What are the police good for?
British cops have to focus on actual crimes
Unfortunately, it’s also the home of West Yorkshire Police.
No offence to the diligent and hard-working individual cops who pound the streets of Leeds, Huddersfield et cetera — it’s a difficult and often thankless job — but the force as a whole is making an implicit argument in favour of the people who wanted to defund the police. In a country riddled with embarrassing institutions, it stands out for its chronic inadequacy. “Useless”, in many cases, would be too flattering because that which is useless is not actively malign. “Pernicious”, in such cases, might be more appropriate.
This is strong language, I accept, but amply justified. It was West Yorkshire Police which recorded the slight accidental scuffing of a copy of the Quran at a Wakefield secondary school as a “hate incident”. One of its officers subsequently attended a public meeting about the event — nodding along as representatives of local Muslims denounced the four schoolboys involved, who had been suspended and showered with threats.
At one point, a Muslim councillor declared that “to her credit” the mother of one of the boys had decided not to press charges against people who had sent her son death threats. The nodding dog of a police officer said nothing. Bear that in mind as you see what kind of speech inspires his colleagues to leap into action.
Now, you see, West Yorkshire Police are in the news again after all but sending the firearms unit out to arrest a drunk autistic 16-year-old girl in Leeds who had been accused of a “homophobic public order offence”. Thankfully, the girl’s quick thinking mother videoed the incident, which saw her daughter screaming and self-harming in fear as she was manhandled by a squad of stone-faced officers, for apparently — and I hope you’re sitting down for this — saying that a policewoman looked like her lesbian nan. The horror! Perhaps she should have made death threats instead.
West Yorkshire police urged people to “avoid reaching conclusions solely on the basis of the social media video” which “only [provided] a very limited snapshot of the circumstances of this incident”. Now, though, they have announced that they won’t be taking further action. I guess those conclusions were the right ones after all.
Let’s have some more context. Just up the road from Leeds is Rotherham, where the neighbouring South Yorkshire Police completely failed to avert the horrendous systematic criminality of grooming gangs. Huddersfield had its own grooming gang, and South Yorkshire Police have been accused of failing to protect victims. As the Guardian reported in 2016, a review suggested that “West Yorkshire police held the belief that children … were “actively consenting and choosing to become involved” with the men”.
West Yorkshire Police were even accused of failing to protect victims after their abusers had been arrested. “Lucy” told the Independent that the police had promised to “install protective measures” as a response to serious harassment but then did nothing. Where was the energy that the police had when it came to arresting a drunk autistic teenager who was being problematic?
It’s infuriating how common it is to see the police come down on harmless unfashionable behaviour — people silently praying outside abortion clinics, say, or mildly offering a traditional view on Christian sexual ethics — like ten tons of concrete as serious crimes go unhindered.

=====

Action item: In the article on West Yorkshire Police, what did the force record as a "hate incident" at a Wakefield secondary school? The material after this point comes from an unrelated source.

=====

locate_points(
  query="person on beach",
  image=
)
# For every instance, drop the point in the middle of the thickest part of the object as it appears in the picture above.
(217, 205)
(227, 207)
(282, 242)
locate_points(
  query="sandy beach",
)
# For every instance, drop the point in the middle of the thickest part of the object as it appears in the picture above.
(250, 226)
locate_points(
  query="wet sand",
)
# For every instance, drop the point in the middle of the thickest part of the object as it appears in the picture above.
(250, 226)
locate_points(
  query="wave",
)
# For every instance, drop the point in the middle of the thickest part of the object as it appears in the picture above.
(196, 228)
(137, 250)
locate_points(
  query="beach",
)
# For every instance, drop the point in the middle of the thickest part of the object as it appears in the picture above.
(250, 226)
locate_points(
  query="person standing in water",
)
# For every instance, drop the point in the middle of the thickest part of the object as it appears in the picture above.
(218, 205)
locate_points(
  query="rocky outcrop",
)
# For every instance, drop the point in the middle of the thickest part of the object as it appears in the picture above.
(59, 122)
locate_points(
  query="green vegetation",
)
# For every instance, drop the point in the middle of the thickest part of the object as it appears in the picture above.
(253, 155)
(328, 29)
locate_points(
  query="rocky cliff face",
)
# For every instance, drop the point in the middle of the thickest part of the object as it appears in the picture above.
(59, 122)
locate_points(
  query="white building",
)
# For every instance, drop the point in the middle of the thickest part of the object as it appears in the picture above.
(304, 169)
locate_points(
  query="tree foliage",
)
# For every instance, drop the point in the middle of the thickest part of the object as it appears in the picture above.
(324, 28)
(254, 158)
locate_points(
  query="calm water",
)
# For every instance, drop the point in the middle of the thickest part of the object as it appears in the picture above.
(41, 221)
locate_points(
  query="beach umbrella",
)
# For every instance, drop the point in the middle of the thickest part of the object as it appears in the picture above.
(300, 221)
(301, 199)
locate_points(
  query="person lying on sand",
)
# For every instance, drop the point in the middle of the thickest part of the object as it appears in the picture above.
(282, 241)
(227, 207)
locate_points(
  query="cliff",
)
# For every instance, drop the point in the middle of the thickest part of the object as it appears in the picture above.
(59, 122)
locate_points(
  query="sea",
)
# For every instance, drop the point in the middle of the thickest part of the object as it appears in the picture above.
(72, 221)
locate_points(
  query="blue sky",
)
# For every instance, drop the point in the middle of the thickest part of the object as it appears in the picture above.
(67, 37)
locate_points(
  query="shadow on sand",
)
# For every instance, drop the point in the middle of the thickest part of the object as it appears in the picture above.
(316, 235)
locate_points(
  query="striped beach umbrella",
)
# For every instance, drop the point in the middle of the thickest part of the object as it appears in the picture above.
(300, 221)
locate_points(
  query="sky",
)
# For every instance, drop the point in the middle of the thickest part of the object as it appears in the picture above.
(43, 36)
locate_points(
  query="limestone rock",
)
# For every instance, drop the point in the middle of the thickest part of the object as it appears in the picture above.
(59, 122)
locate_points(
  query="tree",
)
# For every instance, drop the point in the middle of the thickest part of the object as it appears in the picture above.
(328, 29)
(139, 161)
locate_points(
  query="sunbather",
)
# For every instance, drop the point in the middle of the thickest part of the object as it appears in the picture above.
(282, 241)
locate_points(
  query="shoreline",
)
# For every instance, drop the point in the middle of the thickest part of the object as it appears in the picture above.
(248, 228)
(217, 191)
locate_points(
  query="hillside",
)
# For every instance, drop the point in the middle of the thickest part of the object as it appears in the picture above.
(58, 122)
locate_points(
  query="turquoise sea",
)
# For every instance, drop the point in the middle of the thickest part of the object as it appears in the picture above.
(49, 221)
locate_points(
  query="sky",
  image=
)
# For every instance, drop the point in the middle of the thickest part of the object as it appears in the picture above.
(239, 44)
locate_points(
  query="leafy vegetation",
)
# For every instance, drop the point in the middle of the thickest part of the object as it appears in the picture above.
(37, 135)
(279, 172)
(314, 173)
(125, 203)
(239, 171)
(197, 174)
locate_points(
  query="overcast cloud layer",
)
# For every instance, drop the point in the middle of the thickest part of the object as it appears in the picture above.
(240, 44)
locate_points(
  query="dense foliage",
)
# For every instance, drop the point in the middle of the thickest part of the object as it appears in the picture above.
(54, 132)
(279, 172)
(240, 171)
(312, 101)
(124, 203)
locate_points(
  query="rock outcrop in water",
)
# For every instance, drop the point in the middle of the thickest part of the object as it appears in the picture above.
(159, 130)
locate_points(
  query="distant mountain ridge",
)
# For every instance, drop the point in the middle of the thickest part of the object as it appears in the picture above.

=====

Solution to the exercise: The slight accidental scuffing of a copy of the Quran.